Self-supervised Learning

In supervised learning, we have \(\left(\boldsymbol{x}_{i}, y_{i}\right)\) and an objective \(\min \sum_{i} L\left(f\left(\boldsymbol{x}_{i}, \theta\right), y_{i}\right)\).

Fig. 44 Data \((\boldsymbol{x} _i, y_i)\) in supervised learning [Shakhnarovich 2021]

In unsupervised learning, we only have \(\boldsymbol{x} _i\), the objective is specified as a function of \((\boldsymbol{x} _i, f(\boldsymbol{x} _i))\), e.g. clustering, dimensionality reduction.

In self-supervised learning, data comes in form of multiple channels \((\boldsymbol{x}_i ,\boldsymbol{z}_i )\). Our goal is to predict \(\boldsymbol{z}\) from \(\boldsymbol{x}\). This is similar to supervised learning, but with no manual labels \(y_i\), and \(\boldsymbol{z}\) is inherent in data. The \(\boldsymbol{z}\) here are some “proxy” or “pretext”. In order to predict it well, the model need to have a good understanding/representation of \(\boldsymbol{x}\).

Fig. 45 Data \((\boldsymbol{x} _i, \boldsymbol{z} _i)\) in self-supervised learning [Shakhnarovich 2021]

Proxy Task

Proxy tasks include

  • Colorization

    Color gray scale images

    Fig. 46 Colorization [Shakhnarovich 2021]

  • Inpainting (mask reconstruction)

    Fill a masked part in an image

    Fig. 47 Inpainting [Shakhnarovich 2021]

  • Given two patches of an image, determine their relative position.

    Fig. 48 Relative position [Shakhnarovich 2021]

  • Solving jigsaw puzzles

    Learn to identify more probable permutations of image pieces

  • Learn to predict soundtrack (more precisely, a cluster to which the soundtrack should be assigned) from a single video frame [Owens et al., 2016]

  • Predicting video frame from previous frames

Contrastive Learning

“Simple framework for Contrastive Learning of visual Representations” (Chen et al., 2020)

Consider pairs of views from the same image. Goal is to maximize similarity for matching pairs and dissimilarity for non-matching pair

Fig. 49 Views (transformations)

Computation graph:

Fig. 50 Computational graph of contrastive learning

Contrastive Predictive Coding

For objects of spatial or temporal order.

- **EXTRACTED ENTRIES**
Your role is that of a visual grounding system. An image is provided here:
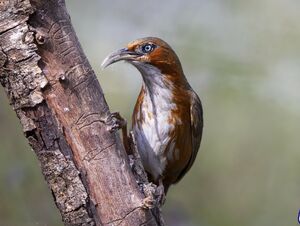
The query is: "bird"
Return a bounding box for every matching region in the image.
[101,37,203,195]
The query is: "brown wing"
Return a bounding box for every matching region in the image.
[177,92,203,182]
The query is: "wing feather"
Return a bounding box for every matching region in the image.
[177,92,203,182]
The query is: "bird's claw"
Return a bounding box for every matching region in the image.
[156,183,166,206]
[105,112,127,133]
[143,196,156,210]
[142,183,166,209]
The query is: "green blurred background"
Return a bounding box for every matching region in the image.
[0,0,300,226]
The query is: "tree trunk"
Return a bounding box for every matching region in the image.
[0,0,160,226]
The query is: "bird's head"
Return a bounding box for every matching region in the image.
[102,37,183,76]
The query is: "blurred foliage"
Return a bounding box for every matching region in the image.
[0,0,300,226]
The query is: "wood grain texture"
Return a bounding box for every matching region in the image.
[0,0,159,226]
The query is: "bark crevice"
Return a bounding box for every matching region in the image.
[0,0,164,226]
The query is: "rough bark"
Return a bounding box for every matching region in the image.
[0,0,160,226]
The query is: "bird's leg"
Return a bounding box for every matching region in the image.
[156,178,166,206]
[105,112,130,154]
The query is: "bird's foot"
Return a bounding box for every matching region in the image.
[143,183,166,209]
[105,112,127,133]
[142,183,157,209]
[156,180,166,206]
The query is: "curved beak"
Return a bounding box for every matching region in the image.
[101,48,141,69]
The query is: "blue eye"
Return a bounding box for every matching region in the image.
[142,44,155,53]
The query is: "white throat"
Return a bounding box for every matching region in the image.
[133,60,176,179]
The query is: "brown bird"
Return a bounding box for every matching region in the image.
[102,37,203,194]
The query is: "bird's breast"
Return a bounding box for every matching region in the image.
[133,85,181,179]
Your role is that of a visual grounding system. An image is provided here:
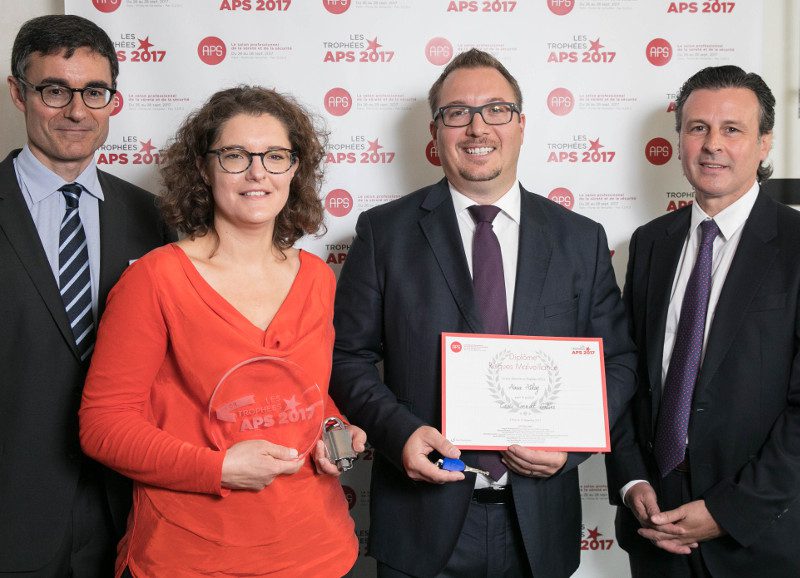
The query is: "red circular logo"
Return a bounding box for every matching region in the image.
[111,91,125,116]
[425,139,442,167]
[547,187,575,211]
[342,484,356,510]
[547,88,575,116]
[92,0,122,14]
[322,0,350,14]
[425,37,453,66]
[197,36,228,66]
[325,189,353,217]
[644,136,672,165]
[646,38,672,66]
[325,87,353,116]
[547,0,578,16]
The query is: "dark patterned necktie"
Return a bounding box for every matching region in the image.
[468,205,508,480]
[653,219,719,477]
[58,183,94,360]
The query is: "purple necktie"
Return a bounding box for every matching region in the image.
[468,205,508,480]
[653,219,719,477]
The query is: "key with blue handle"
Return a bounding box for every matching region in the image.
[436,458,489,476]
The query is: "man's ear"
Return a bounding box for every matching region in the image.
[8,76,28,113]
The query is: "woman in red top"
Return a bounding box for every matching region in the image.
[80,87,366,577]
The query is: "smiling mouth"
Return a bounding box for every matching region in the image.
[464,146,494,156]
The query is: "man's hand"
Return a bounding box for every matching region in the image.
[639,500,725,554]
[402,425,464,484]
[625,482,664,534]
[312,425,367,478]
[502,445,567,478]
[222,440,303,490]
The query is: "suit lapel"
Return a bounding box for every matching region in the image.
[419,179,483,333]
[511,186,553,335]
[696,193,778,389]
[645,209,692,427]
[0,151,80,358]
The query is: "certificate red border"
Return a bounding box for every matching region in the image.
[442,333,611,453]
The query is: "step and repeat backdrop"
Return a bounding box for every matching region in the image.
[65,0,763,578]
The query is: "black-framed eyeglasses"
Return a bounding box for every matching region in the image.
[206,147,297,175]
[17,77,117,109]
[433,102,519,127]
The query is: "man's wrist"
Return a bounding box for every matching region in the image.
[619,480,650,507]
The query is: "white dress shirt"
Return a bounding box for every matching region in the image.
[620,182,759,502]
[14,144,104,316]
[449,181,522,489]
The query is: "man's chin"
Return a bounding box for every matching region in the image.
[458,169,501,183]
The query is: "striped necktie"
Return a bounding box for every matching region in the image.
[58,183,94,361]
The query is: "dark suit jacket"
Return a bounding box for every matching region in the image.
[330,180,635,578]
[0,151,173,572]
[607,193,800,577]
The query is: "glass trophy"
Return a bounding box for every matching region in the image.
[208,357,324,457]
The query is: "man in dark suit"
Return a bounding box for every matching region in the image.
[607,66,800,578]
[0,16,171,577]
[331,49,635,578]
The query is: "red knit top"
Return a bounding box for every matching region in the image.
[80,245,358,578]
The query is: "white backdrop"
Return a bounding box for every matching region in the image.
[65,0,762,578]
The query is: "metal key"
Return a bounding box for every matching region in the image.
[436,458,489,476]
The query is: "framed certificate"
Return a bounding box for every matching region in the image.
[442,333,611,452]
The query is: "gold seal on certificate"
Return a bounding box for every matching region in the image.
[208,356,324,457]
[442,333,610,452]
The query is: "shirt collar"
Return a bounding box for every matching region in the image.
[447,181,522,225]
[14,144,104,203]
[691,181,760,240]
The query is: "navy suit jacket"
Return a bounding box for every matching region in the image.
[607,193,800,578]
[0,150,174,572]
[330,180,635,577]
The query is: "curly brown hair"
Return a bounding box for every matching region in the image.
[159,85,328,249]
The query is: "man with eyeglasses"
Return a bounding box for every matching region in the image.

- **EXERCISE INSTRUCTIONS**
- a) Transcribe the stretch from "Learn to identify" through "et al., 2020)" in the self-supervised learning text.
- b) Extend the self-supervised learning text past its final line.
The listing has no role here.

- **ANSWERS TO THE PROBLEMS**
- a)
Learn to identify more probable permutations of image pieces

  • Learn to predict soundtrack (more precisely, a cluster to which the soundtrack should be assigned) from a single video frame [Owens et al., 2016]

  • Predicting video frame from previous frames

Contrastive Learning

“Simple framework for Contrastive Learning of visual Representations” (Chen et al., 2020)

- b)
Idea :

Predictive coding means the coding is capable to predict some learned representation of other parts of the object.

In these reconstruction tasks, some layers in the model can be regarded as the learned representation of the image/text/speech, which can be used for downstream tasks.

For Speech (Wav2vec)

Speech: predict future speech segments

Fig. 51 CPC for speech

  • \(x_t\) is input

  • \(z_t\) is representation of \(x_t\)

  • \(c_t\) is more high-level contextual coding for predicting future representation \(z_{t+1}, z_{t+2}, \ldots\) since predicting the actual \(x_t\) might be too hard or not useful.

Contrastive Loss \(\mathcal{L} = \sum_{k=1}^K \mathcal{L}_k\), where

\[ \mathcal{L}_{k}=-\sum_{i=1}^{T-k}\left(\log \sigma\left(\boldsymbol{z}_{i+k}^{\top} h_{k}\left(\boldsymbol{c}_{i}\right)\right)+\lambda \mathbb{E}_{\tilde{\boldsymbol{z}} \sim p_{n}}\left[\log \sigma\left(-\tilde{\boldsymbol{z}}^{\top} h_{k}\left(\boldsymbol{c}_{i}\right)\right)\right]\right) \]

where

  • \(h_k(\boldsymbol{c}_i)\) is the predicted future representation, and \(\sigma(\boldsymbol{z} _{i+k} ^{\top} h_k(\boldsymbol{c}_i))\) is a probability-like similarity measure. We want to maximize this quantity.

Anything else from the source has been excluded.